--- START OF MATERIAL PROVIDED ---

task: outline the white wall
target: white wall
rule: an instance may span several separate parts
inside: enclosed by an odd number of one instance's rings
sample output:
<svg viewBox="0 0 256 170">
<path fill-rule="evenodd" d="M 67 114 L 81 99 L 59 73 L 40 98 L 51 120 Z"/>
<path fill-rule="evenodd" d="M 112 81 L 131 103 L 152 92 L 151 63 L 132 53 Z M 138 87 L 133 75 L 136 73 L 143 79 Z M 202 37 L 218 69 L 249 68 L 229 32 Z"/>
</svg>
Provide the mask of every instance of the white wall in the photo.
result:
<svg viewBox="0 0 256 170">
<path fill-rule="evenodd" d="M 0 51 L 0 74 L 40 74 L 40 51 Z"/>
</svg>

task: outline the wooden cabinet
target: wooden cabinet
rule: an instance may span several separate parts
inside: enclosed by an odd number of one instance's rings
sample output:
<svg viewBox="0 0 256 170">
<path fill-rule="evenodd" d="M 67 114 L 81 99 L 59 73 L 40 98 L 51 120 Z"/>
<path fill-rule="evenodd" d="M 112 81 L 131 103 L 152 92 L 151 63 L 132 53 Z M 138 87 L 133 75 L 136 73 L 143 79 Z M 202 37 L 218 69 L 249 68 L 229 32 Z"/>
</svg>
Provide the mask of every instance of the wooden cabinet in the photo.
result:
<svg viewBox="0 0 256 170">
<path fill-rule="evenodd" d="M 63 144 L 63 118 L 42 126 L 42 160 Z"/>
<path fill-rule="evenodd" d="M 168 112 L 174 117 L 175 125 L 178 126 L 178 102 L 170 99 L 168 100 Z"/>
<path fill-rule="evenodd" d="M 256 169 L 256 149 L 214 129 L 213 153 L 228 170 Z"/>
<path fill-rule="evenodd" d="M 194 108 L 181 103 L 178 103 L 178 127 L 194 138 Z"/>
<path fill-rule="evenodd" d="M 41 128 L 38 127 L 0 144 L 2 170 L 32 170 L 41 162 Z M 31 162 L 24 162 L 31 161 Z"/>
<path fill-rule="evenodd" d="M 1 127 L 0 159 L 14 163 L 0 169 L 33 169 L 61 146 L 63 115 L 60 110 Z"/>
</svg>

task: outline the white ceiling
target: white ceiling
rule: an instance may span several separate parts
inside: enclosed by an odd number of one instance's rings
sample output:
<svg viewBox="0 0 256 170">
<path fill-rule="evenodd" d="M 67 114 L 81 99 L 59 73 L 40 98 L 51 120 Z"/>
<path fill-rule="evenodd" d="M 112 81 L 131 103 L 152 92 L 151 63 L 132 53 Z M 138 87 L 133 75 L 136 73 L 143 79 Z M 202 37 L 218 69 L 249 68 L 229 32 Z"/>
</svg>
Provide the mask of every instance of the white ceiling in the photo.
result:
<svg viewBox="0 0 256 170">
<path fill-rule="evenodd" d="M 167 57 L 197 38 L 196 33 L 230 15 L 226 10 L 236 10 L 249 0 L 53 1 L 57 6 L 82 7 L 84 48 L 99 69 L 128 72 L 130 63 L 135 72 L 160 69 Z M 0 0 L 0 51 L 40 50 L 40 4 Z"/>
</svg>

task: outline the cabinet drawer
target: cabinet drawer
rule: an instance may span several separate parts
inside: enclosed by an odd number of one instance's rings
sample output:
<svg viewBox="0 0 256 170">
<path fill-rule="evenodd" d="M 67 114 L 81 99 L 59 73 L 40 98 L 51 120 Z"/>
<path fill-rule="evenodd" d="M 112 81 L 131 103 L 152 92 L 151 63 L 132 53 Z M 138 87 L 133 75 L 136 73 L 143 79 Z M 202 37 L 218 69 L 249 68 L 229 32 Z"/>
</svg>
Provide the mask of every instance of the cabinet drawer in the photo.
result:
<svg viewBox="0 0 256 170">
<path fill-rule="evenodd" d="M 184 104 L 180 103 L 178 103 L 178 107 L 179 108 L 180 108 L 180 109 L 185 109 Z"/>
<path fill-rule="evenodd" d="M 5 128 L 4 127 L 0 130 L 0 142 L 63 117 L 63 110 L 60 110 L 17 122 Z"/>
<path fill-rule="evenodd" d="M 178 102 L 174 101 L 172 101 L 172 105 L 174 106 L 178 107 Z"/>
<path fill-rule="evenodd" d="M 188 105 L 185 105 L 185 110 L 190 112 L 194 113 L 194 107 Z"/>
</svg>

--- END OF MATERIAL PROVIDED ---

Output the full listing without altering anything.

task: outline the white wall
target: white wall
rule: an instance may span several separate parts
inside: enclosed by an odd number of one instance's rings
sample output:
<svg viewBox="0 0 256 170">
<path fill-rule="evenodd" d="M 67 114 L 81 99 L 59 73 L 40 98 L 51 120 Z"/>
<path fill-rule="evenodd" d="M 112 81 L 131 103 L 152 92 L 151 63 L 132 53 Z M 138 87 L 133 75 L 136 73 L 143 79 Z M 202 37 L 218 69 L 249 68 L 229 32 Z"/>
</svg>
Provide the mask of every instance of the white wall in the photo.
result:
<svg viewBox="0 0 256 170">
<path fill-rule="evenodd" d="M 0 51 L 0 74 L 40 74 L 40 51 Z"/>
</svg>

task: outline the wooden cabinet
target: wooden cabinet
rule: an instance may span several separate parts
inside: enclosed by an odd number of one instance's rings
sample output:
<svg viewBox="0 0 256 170">
<path fill-rule="evenodd" d="M 67 114 L 81 99 L 59 73 L 40 98 L 51 120 Z"/>
<path fill-rule="evenodd" d="M 112 81 L 131 103 L 152 92 L 151 63 L 132 53 Z M 138 87 L 133 75 L 136 73 L 143 79 Z M 202 37 L 218 69 L 249 68 L 229 32 Z"/>
</svg>
Provide the mask of every instance of the wooden cabinet in the photo.
result:
<svg viewBox="0 0 256 170">
<path fill-rule="evenodd" d="M 63 144 L 63 118 L 42 126 L 42 160 Z"/>
<path fill-rule="evenodd" d="M 168 112 L 174 117 L 175 125 L 178 126 L 178 102 L 170 99 L 168 100 Z"/>
<path fill-rule="evenodd" d="M 256 169 L 256 149 L 214 129 L 213 153 L 228 170 Z"/>
<path fill-rule="evenodd" d="M 194 108 L 181 103 L 178 103 L 178 127 L 194 138 Z"/>
<path fill-rule="evenodd" d="M 41 128 L 38 127 L 0 144 L 2 170 L 32 170 L 41 162 Z M 31 162 L 24 162 L 31 161 Z"/>
<path fill-rule="evenodd" d="M 1 127 L 0 159 L 14 163 L 0 169 L 33 169 L 61 146 L 63 115 L 60 110 Z"/>
</svg>

task: outline the white ceiling
target: white ceiling
rule: an instance may span several separate parts
inside: enclosed by an odd number of one instance's rings
sample output:
<svg viewBox="0 0 256 170">
<path fill-rule="evenodd" d="M 67 114 L 81 99 L 59 73 L 40 98 L 51 120 Z"/>
<path fill-rule="evenodd" d="M 112 81 L 131 103 L 152 92 L 151 63 L 132 53 Z M 138 87 L 133 75 L 136 73 L 143 79 Z M 202 37 L 218 69 L 249 68 L 229 32 Z"/>
</svg>
Provide the mask of every instance of the white ceiling in the photo.
result:
<svg viewBox="0 0 256 170">
<path fill-rule="evenodd" d="M 167 57 L 197 38 L 196 33 L 230 15 L 226 10 L 236 10 L 249 0 L 53 1 L 57 6 L 82 7 L 84 48 L 99 69 L 128 72 L 130 63 L 135 72 L 160 69 Z M 0 0 L 0 51 L 40 50 L 40 4 Z"/>
</svg>

task: outline the cabinet drawer
target: cabinet drawer
rule: an instance may span several separate parts
inside: enclosed by an odd number of one instance's rings
sample output:
<svg viewBox="0 0 256 170">
<path fill-rule="evenodd" d="M 67 114 L 81 99 L 59 73 L 40 98 L 51 120 Z"/>
<path fill-rule="evenodd" d="M 112 81 L 131 103 L 152 92 L 151 63 L 132 53 Z M 138 87 L 133 75 L 136 73 L 143 79 Z M 202 37 L 218 69 L 249 68 L 229 32 Z"/>
</svg>
Provide the mask of every instance of the cabinet drawer in the photo.
result:
<svg viewBox="0 0 256 170">
<path fill-rule="evenodd" d="M 184 104 L 180 103 L 178 103 L 178 107 L 179 108 L 180 108 L 180 109 L 185 109 Z"/>
<path fill-rule="evenodd" d="M 5 128 L 4 127 L 0 130 L 0 142 L 63 117 L 63 110 L 60 110 L 17 122 Z"/>
<path fill-rule="evenodd" d="M 178 102 L 174 101 L 172 101 L 172 105 L 174 106 L 178 107 Z"/>
<path fill-rule="evenodd" d="M 188 105 L 185 105 L 185 110 L 190 112 L 194 113 L 194 107 Z"/>
</svg>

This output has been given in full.